══ Source passage ══

Jeane Kirkpatrick was a prominent member of the Coalition for a Democratic Majority and the Committee on the Present Danger, strongly anticommunist groups that in the 1970s came out of the conservative portion of the Democratic Party to combat the policy of detente. (16) Kirkpatrick is or was on the board of the neoconservative Committee for the Free World. (17) She also was connected with PRODEMCA (Friends of the Democratic Center in Central America). PRODEMCA used funds from Oliver North’s illegal contra support network for media campaigns in favor of aid to the Nicaraguan contras. (18) Kirkpatrick is a scholar at the conservative think tank, the American Enterprise Institute, and is or was on the "faculty" at the Center for Strategic and International Studies. (17,19) Kirkpatrick is or was a member of the neoconservative Social Democrats USA and has been connected with the secretive policy formation group of the Right, the Council for National Policy. (20,21)

T. L. Eliot, Jr. is a senior research fellow at the conservative Hoover Institute on War and Peace and is Dean of the CIA-linked Fletcher School of Law and Diplomacy at Tufts University. (3) Eliot and Robert G. Neumann are vice presidents of AFA. (9)

Thomas E. Gouttierre worked in the Peace Corps in Afghanistan. He was the director of the Center for Afghan Studies at the University of Nebraska. Gouttierre was denounced by the Afghan government radio for working with the CIA. He attended a pro-mujahedeen conference in 1981 with Karen McKay of Committee for a Free Afghanistan. (3) Dupree serves on the board of AFA. (9)

Senator Gordon Humphrey sat or sits on the boards of The Mercy Fund and the Council for International Development. Both groups work in support of the Afghan mujahedeen. (4,5)

Professor Louis Dupree and Representative Robert Lagomarsino are or were on the council of advisers of the Committee for a Free Afghanistan. (7)

Judith Hernstadt was on the National Council of PRODEMCA. (24)

Medicins Sans Frontiers is a French relief organization that conducted vaccination campaigns in Afghanistan with funding from the U. N. High Commission on Refugees (UNHCR) and UNICEF. (10) It is known as a cross-border NGO–doing work in Pakistan and Afghanistan. Cross-border operations are illegal in both Pakistan and Afghanistan, and are noted for being highly politicised operations supporting the Afghan rebels. The U.S. has been the largest funder of cross-border activities. (10) Medicins Sans Frontiers also has been active in Central America working with Nicaraguan refugees in Honduras. (22) In Guatemala the group worked with the National Reconstruction Committee, a group directed by the Guatemalan military which works on the government’s model village program. (23)

═══
══ Data to examine ══

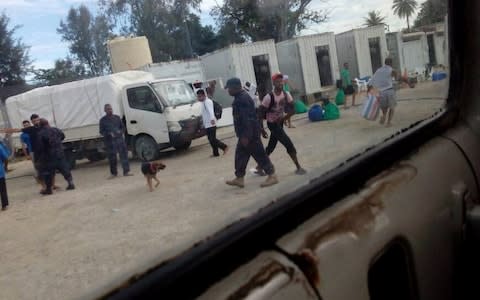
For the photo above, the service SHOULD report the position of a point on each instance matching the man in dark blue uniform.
(247, 129)
(112, 129)
(51, 156)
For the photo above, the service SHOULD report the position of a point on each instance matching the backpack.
(272, 102)
(217, 109)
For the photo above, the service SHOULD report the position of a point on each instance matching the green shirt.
(345, 74)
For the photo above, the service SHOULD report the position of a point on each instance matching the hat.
(277, 76)
(233, 83)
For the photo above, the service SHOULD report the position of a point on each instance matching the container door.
(375, 53)
(144, 114)
(261, 66)
(324, 66)
(431, 50)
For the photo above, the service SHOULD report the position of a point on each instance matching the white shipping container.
(188, 70)
(238, 61)
(364, 49)
(310, 62)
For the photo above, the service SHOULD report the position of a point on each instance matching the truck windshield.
(175, 92)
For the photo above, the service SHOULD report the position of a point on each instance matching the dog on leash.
(149, 170)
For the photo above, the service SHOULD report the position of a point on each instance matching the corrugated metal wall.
(363, 50)
(346, 52)
(219, 64)
(311, 73)
(242, 57)
(290, 64)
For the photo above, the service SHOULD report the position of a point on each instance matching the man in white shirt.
(210, 123)
(382, 80)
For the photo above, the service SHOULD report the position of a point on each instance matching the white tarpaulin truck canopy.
(74, 104)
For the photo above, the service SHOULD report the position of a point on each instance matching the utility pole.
(187, 31)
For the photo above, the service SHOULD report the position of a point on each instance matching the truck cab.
(160, 114)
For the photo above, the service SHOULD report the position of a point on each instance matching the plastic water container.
(315, 113)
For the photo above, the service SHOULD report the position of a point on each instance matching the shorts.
(349, 90)
(388, 99)
(290, 108)
(35, 165)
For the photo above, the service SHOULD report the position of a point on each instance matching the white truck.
(157, 114)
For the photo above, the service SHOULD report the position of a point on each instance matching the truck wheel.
(183, 146)
(146, 148)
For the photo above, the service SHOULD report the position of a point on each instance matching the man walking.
(51, 156)
(32, 132)
(112, 129)
(382, 80)
(347, 84)
(210, 123)
(247, 129)
(275, 115)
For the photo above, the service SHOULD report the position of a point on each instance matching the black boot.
(70, 186)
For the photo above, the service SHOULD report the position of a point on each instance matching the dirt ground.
(80, 244)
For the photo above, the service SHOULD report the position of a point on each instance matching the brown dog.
(150, 169)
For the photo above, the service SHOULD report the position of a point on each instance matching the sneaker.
(271, 180)
(236, 182)
(260, 172)
(301, 171)
(382, 120)
(46, 192)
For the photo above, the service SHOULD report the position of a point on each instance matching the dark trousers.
(214, 142)
(115, 146)
(278, 134)
(49, 168)
(255, 149)
(3, 192)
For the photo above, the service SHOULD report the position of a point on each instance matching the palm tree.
(404, 9)
(374, 18)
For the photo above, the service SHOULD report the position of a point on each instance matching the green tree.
(87, 36)
(404, 9)
(168, 25)
(14, 57)
(65, 70)
(374, 18)
(268, 19)
(431, 11)
(228, 34)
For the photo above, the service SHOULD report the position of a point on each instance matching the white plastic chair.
(362, 84)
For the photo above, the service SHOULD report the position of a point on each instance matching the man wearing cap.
(382, 80)
(247, 129)
(210, 123)
(275, 115)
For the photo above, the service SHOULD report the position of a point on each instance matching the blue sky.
(40, 19)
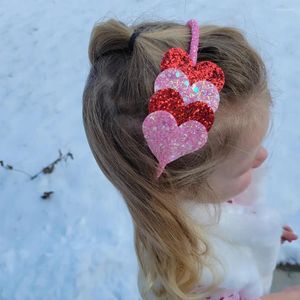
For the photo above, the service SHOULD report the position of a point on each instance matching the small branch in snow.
(46, 170)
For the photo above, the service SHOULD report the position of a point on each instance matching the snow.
(78, 244)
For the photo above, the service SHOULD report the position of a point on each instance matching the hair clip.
(182, 108)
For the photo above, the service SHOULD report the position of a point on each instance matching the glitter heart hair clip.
(185, 99)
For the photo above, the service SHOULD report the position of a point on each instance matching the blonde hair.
(172, 251)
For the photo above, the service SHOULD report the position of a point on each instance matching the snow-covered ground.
(78, 244)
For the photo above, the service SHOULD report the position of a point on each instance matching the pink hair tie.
(181, 110)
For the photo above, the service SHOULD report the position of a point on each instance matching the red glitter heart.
(205, 70)
(171, 101)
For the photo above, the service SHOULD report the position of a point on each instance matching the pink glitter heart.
(168, 141)
(201, 90)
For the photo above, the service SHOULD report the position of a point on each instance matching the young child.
(175, 119)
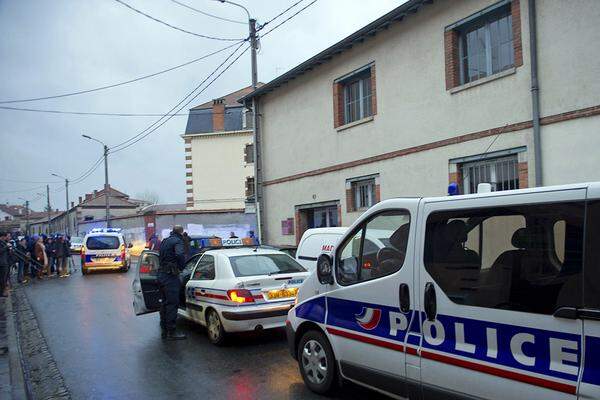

═══

Exercises to complete.
1. According to the passage on anticommunist groups and their members, what did PRODEMCA use funds from Oliver North's illegal contra support network for?
2. Carry on writing the passage on anticommunist groups and their members, beginning after its final sentence.

Exercise responses.
1. Media campaigns in favor of aid to the Nicaraguan contras.

2.
Misc:"Most of the seventy advocacy NGOs involved in Afghanistan belong to a close-knit web of rightwing organisations, which includes think-tanks, funders, activists, church representatives, university intellectuals, soldiers of fortune, retired US generals and high government officials. As in the case of Central America, ‘anticommunism’ is the glue that holds these groups together." (10)

Comments:Principals: Principals in 1987 included: James A. Michener, Hon. Jeane Kirkpatrick, and Lowell Thomas co-chairs; John Train, president; Gordon A. Thomas, executive vice president; Jenik Radon, senior vice president; Edward A. Friedman, Sr, vice president; Rosanne Klass, vice president; and Andrew Kotchoubey, treasurer. Honorable co-chairmen were: Senators Claiborne Pell, Richard G. Lugar, Alfonse M. D’Amato, Daniel Patrick Moynihan, Orrin G. Hatch, Gordon J. Humphrey, and J. James Exon; Representatives Robert J. Lagomarsino, Charles B. Rangel, Don Ritter, Bill Green, Samual S. Stratton, Jim Courter, and Bill McCollum. Directors in 1987 included: Ambassadors Henry Byroade, H. Eugene Douglas, T. L. Eliot, Jr, F. L. Kellogg, Sheldon Mills, and John M. Steeves–all of whom served as ambassadors to Afghanistan. Other directors were Judith F. Hernstadt and Jerry M. Mosier. Honorary directors were Kirk Douglas, Prof. Louis Dupree, Ambassador Millicent Fenwick, Henrietta Goelet, Thomas E. Goutierre, John D. Guyer, Robert Joffrey, Prof. Arline Lederman, Ambassador Robert G. Neumann, Dr. Charles Plotz, Ambassador Leon Pollada, and Ogden Williams. The executive director was Cleo M. Paturis. (1)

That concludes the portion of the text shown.